→ **Reading text**:
--- START ---

Pragmatic Agile Weblog

Agile software development in real life

Principles and anti-principles

Who heard of agile software development very likely heard of the Agile values and principles. These are quoted in the agile manifesto that you can read here.

I think that the fact that agile methodologies are backed by that conceptual framework is extremely effective and powerful (in addition to be a genial marketing move): it gives you a common background or system of values to think about when you are facing a problem and you are trying to figure out a solution. I believe the power of agile principles and values is the charge of positivity in finding good solutions that will make you a step forward in the right direction.

What I am realizing and experiencing lastly is that agile principles and values have also a negative charge, the dark side of agile principles… đŸ™‚ Let me explain. I consider a positive charge when in front of a problem we think at the values and they show me the right path. For example, in front of a customer that changes his mind about a feature, instead of pointing out that in the statement of work we said the features would have been different, we work with the customer to see how we can fit the change in the plan done together.

An example of negative effect of the principles and value is when they are used like a shield, or worst a ax, to make sure that something we do not like does not happen. I do not like to write documents? then I bring the principle “working software over comprehensive documentation”; I do not like this or that tool? then “individuals and interactions over processing and tools”; somebody asks me about my missed commitments? then I bring “responding to change over following a plan”. In other words, instead of trying to understand the underlying problem and finding an agile solution, I sometimes see the tendency to hide our-self behind the excuse that things should be done differently. “You want to be agile??? then you must follow the manifesto!”. How to do it is considered irrelevant, there is always another better way to do anything. What the underlying issue or problem that we want to solve is not important. The only thing that matters is that if you want to be agile you MUST follow the rules…

To me this is very anti-agile and turns the principles in anti-principles and the values into dis-values.

--- END ---

→ **Data extract**:
--- START ---

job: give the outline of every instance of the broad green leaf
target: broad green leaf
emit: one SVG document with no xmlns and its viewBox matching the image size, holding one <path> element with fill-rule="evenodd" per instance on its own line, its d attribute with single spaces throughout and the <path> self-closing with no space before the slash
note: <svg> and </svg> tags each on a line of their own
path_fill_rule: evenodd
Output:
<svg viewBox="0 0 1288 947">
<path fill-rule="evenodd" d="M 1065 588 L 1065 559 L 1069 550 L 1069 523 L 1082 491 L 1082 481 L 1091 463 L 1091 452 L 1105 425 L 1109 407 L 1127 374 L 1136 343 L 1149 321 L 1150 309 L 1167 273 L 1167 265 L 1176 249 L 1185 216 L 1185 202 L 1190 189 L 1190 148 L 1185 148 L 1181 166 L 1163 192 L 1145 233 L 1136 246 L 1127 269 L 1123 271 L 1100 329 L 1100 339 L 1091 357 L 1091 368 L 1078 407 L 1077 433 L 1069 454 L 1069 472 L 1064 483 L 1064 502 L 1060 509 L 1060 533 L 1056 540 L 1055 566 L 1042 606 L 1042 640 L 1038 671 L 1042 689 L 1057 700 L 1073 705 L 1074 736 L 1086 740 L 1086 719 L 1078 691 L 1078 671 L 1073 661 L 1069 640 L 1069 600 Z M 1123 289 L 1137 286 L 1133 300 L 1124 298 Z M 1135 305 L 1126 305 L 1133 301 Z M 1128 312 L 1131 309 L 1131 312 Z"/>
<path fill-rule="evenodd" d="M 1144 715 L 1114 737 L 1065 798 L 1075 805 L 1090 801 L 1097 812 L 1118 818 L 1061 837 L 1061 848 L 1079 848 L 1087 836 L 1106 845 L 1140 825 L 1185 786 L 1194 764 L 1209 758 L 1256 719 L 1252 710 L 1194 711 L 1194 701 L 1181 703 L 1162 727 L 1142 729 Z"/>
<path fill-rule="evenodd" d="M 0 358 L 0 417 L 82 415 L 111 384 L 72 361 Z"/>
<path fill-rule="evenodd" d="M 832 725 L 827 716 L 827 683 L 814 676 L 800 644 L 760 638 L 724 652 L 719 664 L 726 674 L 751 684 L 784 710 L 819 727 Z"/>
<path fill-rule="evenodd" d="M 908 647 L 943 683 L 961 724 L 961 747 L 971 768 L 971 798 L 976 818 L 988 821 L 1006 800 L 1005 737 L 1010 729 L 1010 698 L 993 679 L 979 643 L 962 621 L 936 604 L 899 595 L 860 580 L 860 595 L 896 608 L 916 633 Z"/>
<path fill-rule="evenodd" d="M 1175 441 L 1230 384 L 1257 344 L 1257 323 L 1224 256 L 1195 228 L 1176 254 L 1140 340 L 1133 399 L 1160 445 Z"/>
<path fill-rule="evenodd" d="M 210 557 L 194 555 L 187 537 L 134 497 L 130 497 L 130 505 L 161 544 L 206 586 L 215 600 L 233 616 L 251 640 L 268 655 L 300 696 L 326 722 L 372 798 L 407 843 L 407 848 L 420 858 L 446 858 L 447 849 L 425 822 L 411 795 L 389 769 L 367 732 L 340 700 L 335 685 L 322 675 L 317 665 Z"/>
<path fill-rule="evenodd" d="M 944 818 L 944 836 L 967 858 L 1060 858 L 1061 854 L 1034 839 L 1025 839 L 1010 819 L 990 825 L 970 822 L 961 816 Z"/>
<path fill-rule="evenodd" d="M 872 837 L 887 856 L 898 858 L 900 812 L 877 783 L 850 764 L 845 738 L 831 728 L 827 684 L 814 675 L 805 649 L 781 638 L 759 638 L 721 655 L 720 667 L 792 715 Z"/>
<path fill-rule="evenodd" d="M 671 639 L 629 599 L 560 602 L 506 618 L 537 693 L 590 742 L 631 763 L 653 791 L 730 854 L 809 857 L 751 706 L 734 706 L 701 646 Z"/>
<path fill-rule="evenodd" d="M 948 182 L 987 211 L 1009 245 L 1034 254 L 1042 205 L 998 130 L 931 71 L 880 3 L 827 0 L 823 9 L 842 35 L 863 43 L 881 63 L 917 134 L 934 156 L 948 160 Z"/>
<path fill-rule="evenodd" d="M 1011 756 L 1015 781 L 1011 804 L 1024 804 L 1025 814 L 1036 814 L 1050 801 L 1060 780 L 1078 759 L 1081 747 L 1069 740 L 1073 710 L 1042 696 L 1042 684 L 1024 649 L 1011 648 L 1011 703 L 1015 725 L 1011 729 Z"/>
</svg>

--- END ---

→ **Directions**:
1/ Rewrite the listing from its first line through the line containing "832 725 L 827", swapping "broad green leaf" for "wide green leaf" and keeping everything else unchanged.
2/ Extend the post on agile principles and anti-principles by writing the next part.

→ **Solved tasks**:
1/
job: give the outline of every instance of the wide green leaf
target: wide green leaf
emit: one SVG document with no xmlns and its viewBox matching the image size, holding one <path> element with fill-rule="evenodd" per instance on its own line, its d attribute with single spaces throughout and the <path> self-closing with no space before the slash
note: <svg> and </svg> tags each on a line of their own
path_fill_rule: evenodd
Output:
<svg viewBox="0 0 1288 947">
<path fill-rule="evenodd" d="M 1065 588 L 1065 559 L 1069 550 L 1069 523 L 1082 491 L 1082 481 L 1091 463 L 1091 452 L 1105 425 L 1109 407 L 1127 374 L 1136 343 L 1149 321 L 1150 309 L 1167 273 L 1167 265 L 1176 249 L 1185 216 L 1185 202 L 1190 189 L 1190 148 L 1185 148 L 1181 166 L 1163 192 L 1145 233 L 1136 246 L 1127 269 L 1123 271 L 1100 329 L 1100 339 L 1091 357 L 1091 368 L 1078 407 L 1077 433 L 1069 454 L 1069 472 L 1064 483 L 1064 502 L 1060 509 L 1060 533 L 1056 540 L 1055 566 L 1042 606 L 1042 640 L 1038 671 L 1042 689 L 1057 700 L 1073 705 L 1074 736 L 1086 740 L 1086 719 L 1078 691 L 1078 671 L 1073 661 L 1069 640 L 1069 600 Z M 1123 289 L 1137 286 L 1133 300 L 1124 298 Z M 1135 305 L 1126 305 L 1133 301 Z M 1128 312 L 1131 309 L 1131 312 Z"/>
<path fill-rule="evenodd" d="M 1144 715 L 1114 737 L 1065 798 L 1075 805 L 1090 801 L 1097 812 L 1118 818 L 1061 837 L 1061 848 L 1079 848 L 1087 836 L 1106 845 L 1140 825 L 1185 786 L 1194 764 L 1209 758 L 1256 719 L 1252 710 L 1194 711 L 1194 701 L 1181 703 L 1162 727 L 1142 729 Z"/>
<path fill-rule="evenodd" d="M 0 358 L 0 417 L 82 415 L 111 384 L 72 361 Z"/>
<path fill-rule="evenodd" d="M 832 725 L 827 716 L 827 683 L 814 676 L 800 644 L 760 638 L 724 652 L 719 664 L 726 674 L 751 684 L 784 710 L 819 727 Z"/>

2/
I think that part of the problem is that the agile manifest is often read superficially. In the above I used principles and values almost interchangeably, like they were almost the same thing. I’ve done it on purpose because it is what I hear very often. But reading carefully the agile manifesto, there is an important distinction between the two. The manifesto says

...Through this work we have come to value:
1. Individuals and interactions over processes and tools
2. Working software over comprehensive documentation
3. Customer collaboration over contract negotiation
4. Responding to change over following a plan

And after that:

That is, while there is value in the items on the right,
we value the items on the left more.

The first thing I would note is that those are the Values. They are not the principles.

Secondly, what the manifesto says is that even recognizing the value of the right side of the sentences, the left part is more important.

The two observations above are important IMHO, because on one side, the agile value system shows you where you should look at when in doubt, on the other side they implicitly express that there is a balance you have to consider between the agile value system and other value systems (customer’s organization, your organization, business constraints and so on).

Where the principles come from then? ehehe, I do not know for which reason, but they are after the list of the Agile manifesto promoters and the copyright information, that is below where you usually would stop reading a web page. If instead you scroll a little, you will see the “Twelve principles of Agile Software” link. This is a very interesting reading, actually I would say the most challenging part of agile development. Those are the Principles and they are quite demanding. They start from putting at the highest priority early and continuous delivery of valuable software, to the delivery of working software frequently, to getting together business people and developers and so on.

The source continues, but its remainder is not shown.